▶ _Aim of the exercise_: From the records, pick out and copy each line containing "turned".

▶ _Material for this task_:
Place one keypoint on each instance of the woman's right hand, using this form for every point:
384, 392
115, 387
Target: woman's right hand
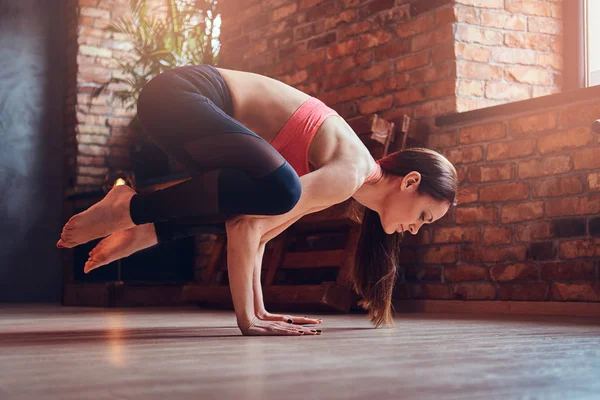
259, 327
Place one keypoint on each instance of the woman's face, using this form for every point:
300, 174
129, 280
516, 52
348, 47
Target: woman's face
405, 210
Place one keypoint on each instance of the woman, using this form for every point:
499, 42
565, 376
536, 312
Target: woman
261, 155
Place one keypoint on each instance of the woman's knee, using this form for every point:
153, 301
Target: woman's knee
283, 189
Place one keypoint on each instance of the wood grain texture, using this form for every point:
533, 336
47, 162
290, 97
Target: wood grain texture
51, 352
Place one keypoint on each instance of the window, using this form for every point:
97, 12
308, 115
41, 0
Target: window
592, 43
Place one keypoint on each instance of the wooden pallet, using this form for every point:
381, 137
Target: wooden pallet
335, 292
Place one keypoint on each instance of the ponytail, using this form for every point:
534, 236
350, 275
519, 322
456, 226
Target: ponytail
376, 266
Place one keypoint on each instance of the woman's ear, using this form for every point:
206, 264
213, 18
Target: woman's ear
411, 181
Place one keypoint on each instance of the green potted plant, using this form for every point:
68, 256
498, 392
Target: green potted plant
176, 33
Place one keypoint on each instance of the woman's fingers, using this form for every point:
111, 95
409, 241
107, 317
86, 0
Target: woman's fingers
271, 328
290, 319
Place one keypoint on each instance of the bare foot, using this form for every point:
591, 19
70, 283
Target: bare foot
111, 214
120, 245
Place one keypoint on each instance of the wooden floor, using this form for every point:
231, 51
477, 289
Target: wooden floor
53, 352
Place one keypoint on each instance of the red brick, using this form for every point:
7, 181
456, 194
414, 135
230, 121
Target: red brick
443, 52
554, 61
435, 108
470, 88
310, 58
545, 25
345, 16
529, 7
432, 73
498, 4
550, 165
594, 182
442, 89
442, 140
431, 39
589, 291
567, 270
322, 10
522, 212
537, 291
504, 192
308, 31
413, 61
309, 3
466, 273
345, 94
456, 234
356, 28
512, 149
464, 155
507, 91
374, 39
513, 56
430, 291
465, 215
534, 41
477, 34
473, 253
392, 50
445, 16
87, 160
410, 96
579, 114
491, 172
473, 53
589, 204
514, 272
539, 91
476, 70
341, 49
415, 26
528, 75
503, 20
493, 235
579, 248
283, 12
295, 78
533, 230
468, 195
587, 158
482, 133
422, 273
475, 291
556, 186
376, 71
367, 107
466, 14
438, 254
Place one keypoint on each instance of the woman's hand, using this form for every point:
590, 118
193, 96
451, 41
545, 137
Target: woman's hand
267, 316
259, 327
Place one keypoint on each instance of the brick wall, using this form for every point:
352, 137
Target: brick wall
507, 50
97, 136
360, 57
422, 58
527, 224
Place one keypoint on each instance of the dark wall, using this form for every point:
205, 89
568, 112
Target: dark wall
32, 66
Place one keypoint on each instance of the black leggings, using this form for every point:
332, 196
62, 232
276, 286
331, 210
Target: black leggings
187, 113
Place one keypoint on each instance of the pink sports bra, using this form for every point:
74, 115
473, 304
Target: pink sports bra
294, 139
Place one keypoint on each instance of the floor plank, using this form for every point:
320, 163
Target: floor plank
53, 352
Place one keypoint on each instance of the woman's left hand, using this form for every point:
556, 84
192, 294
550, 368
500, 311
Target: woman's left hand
267, 316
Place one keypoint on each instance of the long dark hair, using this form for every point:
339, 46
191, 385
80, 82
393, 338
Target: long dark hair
376, 267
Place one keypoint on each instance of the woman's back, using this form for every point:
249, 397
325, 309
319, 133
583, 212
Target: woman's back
261, 103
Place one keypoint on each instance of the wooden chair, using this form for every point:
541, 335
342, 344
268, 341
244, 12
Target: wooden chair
307, 266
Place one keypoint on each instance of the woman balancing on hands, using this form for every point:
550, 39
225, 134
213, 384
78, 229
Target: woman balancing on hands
261, 155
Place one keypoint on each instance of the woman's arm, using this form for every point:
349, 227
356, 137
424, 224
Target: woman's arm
329, 185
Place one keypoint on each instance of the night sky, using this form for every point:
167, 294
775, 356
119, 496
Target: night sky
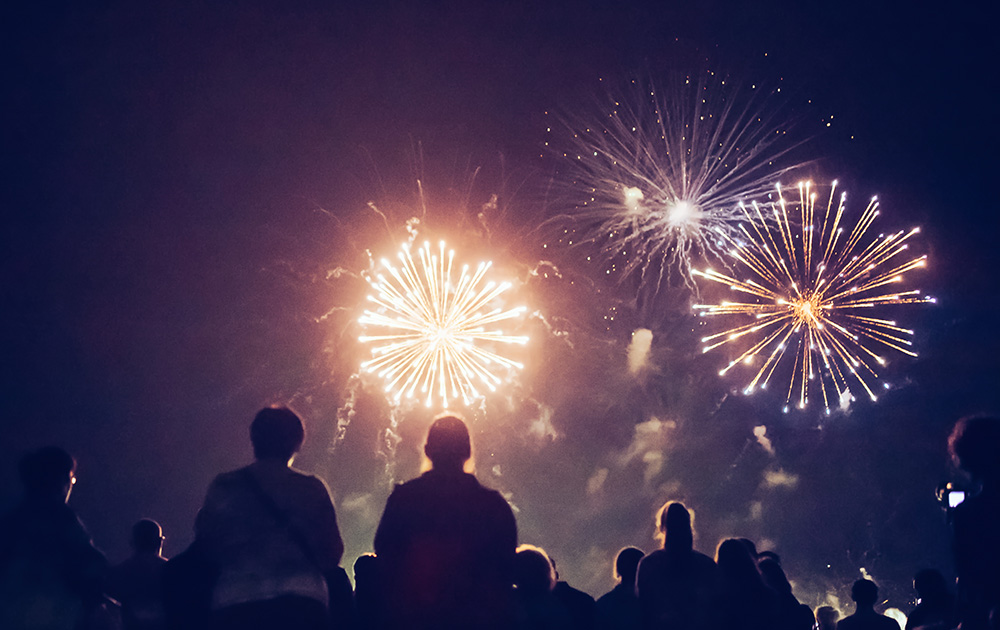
185, 197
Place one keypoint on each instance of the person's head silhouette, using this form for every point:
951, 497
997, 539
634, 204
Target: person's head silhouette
48, 474
675, 527
826, 618
533, 570
627, 564
448, 444
147, 537
276, 434
973, 445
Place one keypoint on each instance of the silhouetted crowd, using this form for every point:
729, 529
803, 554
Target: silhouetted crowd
267, 554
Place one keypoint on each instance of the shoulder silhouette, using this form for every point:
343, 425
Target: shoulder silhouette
445, 544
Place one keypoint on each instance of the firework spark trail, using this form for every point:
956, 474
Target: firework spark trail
809, 281
657, 180
434, 327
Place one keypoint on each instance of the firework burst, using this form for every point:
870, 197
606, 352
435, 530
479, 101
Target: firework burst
434, 327
655, 181
810, 279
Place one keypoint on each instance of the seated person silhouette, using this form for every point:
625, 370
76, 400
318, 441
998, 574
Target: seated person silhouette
865, 594
50, 572
136, 583
272, 532
445, 544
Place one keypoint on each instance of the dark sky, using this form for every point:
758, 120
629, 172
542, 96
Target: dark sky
179, 179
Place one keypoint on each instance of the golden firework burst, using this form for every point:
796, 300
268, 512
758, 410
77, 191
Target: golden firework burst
811, 282
435, 328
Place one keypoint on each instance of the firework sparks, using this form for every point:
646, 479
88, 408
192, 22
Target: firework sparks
656, 181
434, 328
810, 283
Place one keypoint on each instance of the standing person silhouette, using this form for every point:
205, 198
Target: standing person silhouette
677, 585
974, 444
273, 534
50, 571
865, 594
446, 544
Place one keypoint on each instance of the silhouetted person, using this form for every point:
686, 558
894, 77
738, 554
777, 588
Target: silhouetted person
137, 582
446, 544
272, 531
537, 607
935, 605
791, 614
974, 445
676, 585
581, 606
619, 607
826, 618
50, 572
745, 600
865, 594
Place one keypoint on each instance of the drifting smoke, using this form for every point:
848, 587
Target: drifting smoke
596, 482
649, 445
541, 427
760, 432
638, 350
780, 479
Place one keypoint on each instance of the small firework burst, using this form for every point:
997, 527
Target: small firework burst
816, 288
655, 180
436, 329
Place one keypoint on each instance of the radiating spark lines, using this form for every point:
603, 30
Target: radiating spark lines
433, 328
810, 281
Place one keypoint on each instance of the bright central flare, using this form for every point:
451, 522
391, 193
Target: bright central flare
433, 328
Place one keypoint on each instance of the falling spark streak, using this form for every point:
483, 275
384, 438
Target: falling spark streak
658, 179
810, 280
433, 327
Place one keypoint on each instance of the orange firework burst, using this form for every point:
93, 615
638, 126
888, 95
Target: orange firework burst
435, 327
810, 283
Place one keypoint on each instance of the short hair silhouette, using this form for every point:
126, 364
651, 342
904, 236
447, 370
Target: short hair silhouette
627, 564
147, 535
826, 617
864, 592
675, 525
448, 443
46, 471
276, 433
973, 445
533, 570
734, 559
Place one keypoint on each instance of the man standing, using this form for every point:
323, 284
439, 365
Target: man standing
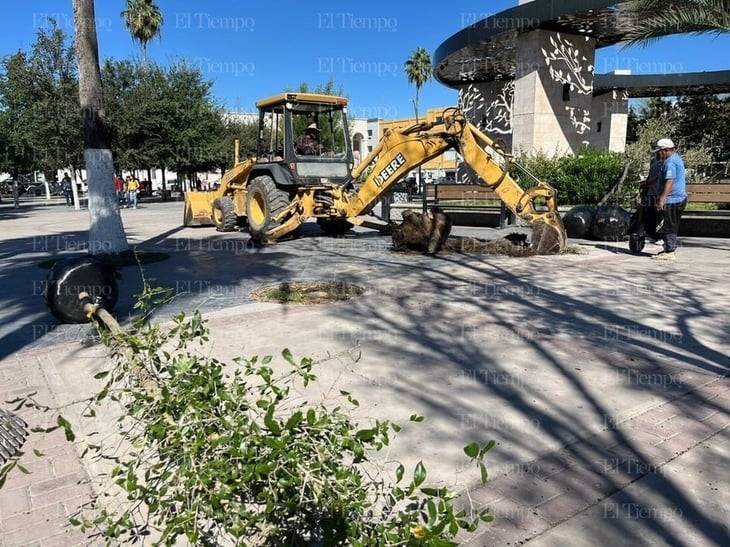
671, 198
67, 189
308, 143
132, 189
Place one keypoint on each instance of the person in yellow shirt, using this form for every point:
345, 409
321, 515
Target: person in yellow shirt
132, 189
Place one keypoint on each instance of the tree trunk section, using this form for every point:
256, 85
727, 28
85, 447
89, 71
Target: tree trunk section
106, 231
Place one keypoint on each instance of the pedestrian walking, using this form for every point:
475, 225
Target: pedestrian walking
67, 189
132, 189
671, 198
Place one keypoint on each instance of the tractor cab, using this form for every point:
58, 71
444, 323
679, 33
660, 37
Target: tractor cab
308, 135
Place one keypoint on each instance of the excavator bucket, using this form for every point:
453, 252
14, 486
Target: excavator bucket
548, 235
198, 208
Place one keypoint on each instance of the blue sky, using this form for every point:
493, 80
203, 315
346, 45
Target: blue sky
255, 49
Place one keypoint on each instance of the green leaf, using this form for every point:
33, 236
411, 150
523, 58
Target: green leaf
471, 450
294, 420
365, 434
270, 422
419, 474
483, 472
432, 512
64, 423
286, 354
399, 472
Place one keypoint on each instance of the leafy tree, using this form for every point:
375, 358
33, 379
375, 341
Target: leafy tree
418, 71
143, 19
106, 231
657, 18
55, 80
192, 120
39, 102
16, 119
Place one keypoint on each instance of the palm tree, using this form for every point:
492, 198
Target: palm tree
106, 231
657, 18
418, 70
144, 22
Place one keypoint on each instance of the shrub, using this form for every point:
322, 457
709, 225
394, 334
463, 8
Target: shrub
582, 179
232, 453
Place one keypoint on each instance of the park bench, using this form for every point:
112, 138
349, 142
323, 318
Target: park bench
707, 223
709, 192
452, 197
462, 195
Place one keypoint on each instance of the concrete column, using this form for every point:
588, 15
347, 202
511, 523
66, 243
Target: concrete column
553, 92
610, 114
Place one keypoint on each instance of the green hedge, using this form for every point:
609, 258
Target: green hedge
581, 179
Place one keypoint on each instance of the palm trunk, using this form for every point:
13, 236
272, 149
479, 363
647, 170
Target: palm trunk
106, 231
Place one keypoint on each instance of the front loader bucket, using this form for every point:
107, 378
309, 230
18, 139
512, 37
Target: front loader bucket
198, 209
548, 235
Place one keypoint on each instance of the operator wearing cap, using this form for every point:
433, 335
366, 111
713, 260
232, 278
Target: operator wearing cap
671, 197
308, 143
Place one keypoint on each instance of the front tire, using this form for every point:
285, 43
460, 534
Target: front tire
334, 227
636, 243
264, 202
224, 214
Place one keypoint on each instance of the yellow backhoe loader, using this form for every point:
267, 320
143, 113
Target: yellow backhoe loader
285, 185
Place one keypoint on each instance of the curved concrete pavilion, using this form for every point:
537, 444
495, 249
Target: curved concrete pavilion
527, 75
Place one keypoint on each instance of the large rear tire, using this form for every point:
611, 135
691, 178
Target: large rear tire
224, 214
264, 202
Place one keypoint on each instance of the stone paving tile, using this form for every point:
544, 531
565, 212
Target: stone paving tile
562, 486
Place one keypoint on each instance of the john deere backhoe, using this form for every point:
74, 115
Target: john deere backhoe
282, 187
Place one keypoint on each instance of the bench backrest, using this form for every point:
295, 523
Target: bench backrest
459, 192
709, 193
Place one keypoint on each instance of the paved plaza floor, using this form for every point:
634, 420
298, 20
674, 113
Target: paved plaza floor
601, 375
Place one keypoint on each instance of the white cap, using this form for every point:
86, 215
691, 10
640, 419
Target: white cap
663, 144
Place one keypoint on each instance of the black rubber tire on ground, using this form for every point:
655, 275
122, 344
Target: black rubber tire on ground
224, 214
67, 278
264, 201
334, 227
636, 243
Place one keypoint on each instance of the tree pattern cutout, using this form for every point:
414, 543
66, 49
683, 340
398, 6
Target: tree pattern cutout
568, 65
580, 118
495, 117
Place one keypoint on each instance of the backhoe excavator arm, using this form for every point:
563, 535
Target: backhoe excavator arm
398, 152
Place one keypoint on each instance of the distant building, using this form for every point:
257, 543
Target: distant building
441, 168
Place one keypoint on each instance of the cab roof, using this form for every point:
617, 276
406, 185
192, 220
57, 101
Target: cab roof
282, 98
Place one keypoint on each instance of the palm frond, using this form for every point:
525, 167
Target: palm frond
655, 20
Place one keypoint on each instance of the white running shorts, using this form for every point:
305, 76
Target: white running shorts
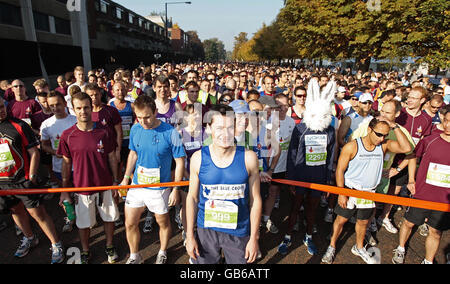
86, 213
155, 200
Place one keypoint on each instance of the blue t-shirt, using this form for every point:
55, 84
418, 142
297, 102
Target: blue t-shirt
155, 149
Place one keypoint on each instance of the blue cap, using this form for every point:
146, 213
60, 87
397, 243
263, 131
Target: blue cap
239, 106
358, 94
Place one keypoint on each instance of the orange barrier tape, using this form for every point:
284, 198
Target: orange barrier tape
378, 197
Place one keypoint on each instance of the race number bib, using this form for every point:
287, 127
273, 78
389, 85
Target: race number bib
126, 131
438, 175
148, 176
316, 150
6, 158
55, 144
192, 145
221, 214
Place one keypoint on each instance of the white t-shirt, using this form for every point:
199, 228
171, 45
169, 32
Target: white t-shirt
284, 134
51, 129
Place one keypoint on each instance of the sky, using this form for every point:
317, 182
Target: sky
222, 19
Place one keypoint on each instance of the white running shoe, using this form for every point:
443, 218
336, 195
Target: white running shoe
362, 253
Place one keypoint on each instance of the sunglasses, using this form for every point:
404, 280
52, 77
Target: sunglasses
380, 135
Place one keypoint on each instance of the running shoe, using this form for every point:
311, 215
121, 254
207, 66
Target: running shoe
85, 257
283, 247
26, 245
323, 201
296, 227
118, 222
57, 253
18, 230
370, 239
161, 258
399, 256
373, 226
3, 225
328, 257
148, 225
276, 205
112, 254
68, 225
137, 260
362, 253
329, 216
386, 223
271, 227
423, 230
312, 250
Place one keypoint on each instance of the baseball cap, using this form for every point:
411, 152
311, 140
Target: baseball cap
268, 101
342, 89
358, 94
239, 106
365, 97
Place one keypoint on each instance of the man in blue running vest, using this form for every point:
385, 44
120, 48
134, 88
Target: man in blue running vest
224, 197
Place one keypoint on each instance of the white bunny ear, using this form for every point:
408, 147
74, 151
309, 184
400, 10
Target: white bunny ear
313, 91
329, 91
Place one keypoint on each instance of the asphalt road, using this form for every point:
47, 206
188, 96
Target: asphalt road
177, 253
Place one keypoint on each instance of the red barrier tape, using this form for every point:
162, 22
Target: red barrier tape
384, 198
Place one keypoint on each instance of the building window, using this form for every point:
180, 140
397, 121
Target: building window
104, 7
62, 26
41, 21
10, 15
119, 12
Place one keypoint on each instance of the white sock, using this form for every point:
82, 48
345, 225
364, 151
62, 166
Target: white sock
134, 255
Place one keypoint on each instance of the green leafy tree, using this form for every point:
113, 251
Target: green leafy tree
343, 29
214, 50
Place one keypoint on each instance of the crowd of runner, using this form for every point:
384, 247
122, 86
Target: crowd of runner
230, 129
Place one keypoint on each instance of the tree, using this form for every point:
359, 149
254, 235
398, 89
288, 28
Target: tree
344, 29
214, 50
269, 43
196, 45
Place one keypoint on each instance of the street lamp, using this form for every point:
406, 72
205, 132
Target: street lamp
165, 23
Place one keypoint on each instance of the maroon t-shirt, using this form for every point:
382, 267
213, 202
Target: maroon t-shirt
419, 127
432, 180
88, 151
37, 119
106, 118
62, 90
23, 109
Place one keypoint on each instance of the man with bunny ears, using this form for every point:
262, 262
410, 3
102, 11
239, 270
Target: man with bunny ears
310, 157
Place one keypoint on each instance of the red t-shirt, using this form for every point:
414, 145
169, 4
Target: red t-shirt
23, 109
419, 127
37, 119
88, 151
433, 175
106, 118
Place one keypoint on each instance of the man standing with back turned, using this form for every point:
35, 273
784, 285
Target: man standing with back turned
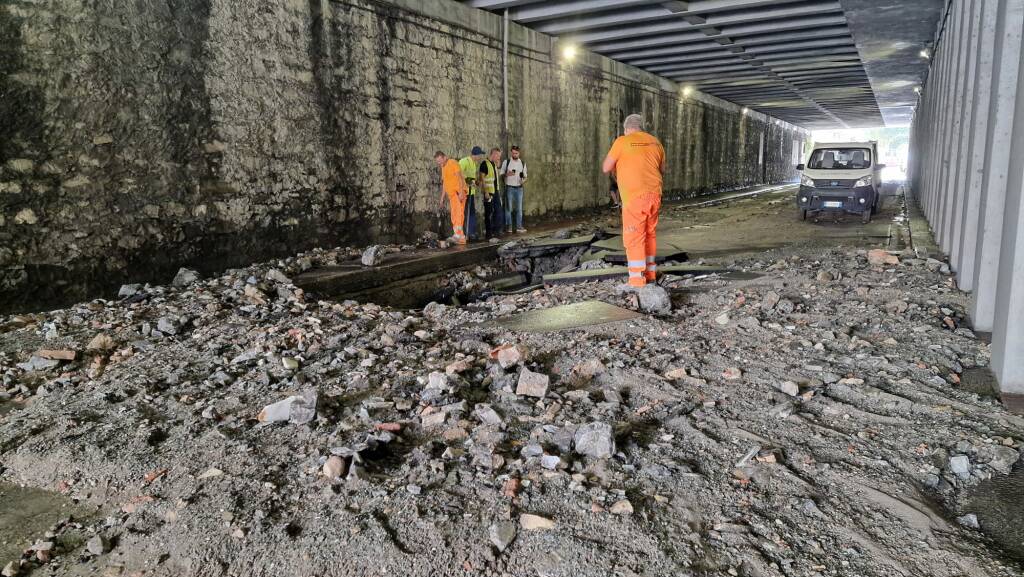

▶ _Exercise solution_:
Place one keypoint on each instance of the man standing with back turned, using this form for every point:
Target: man standing with back turned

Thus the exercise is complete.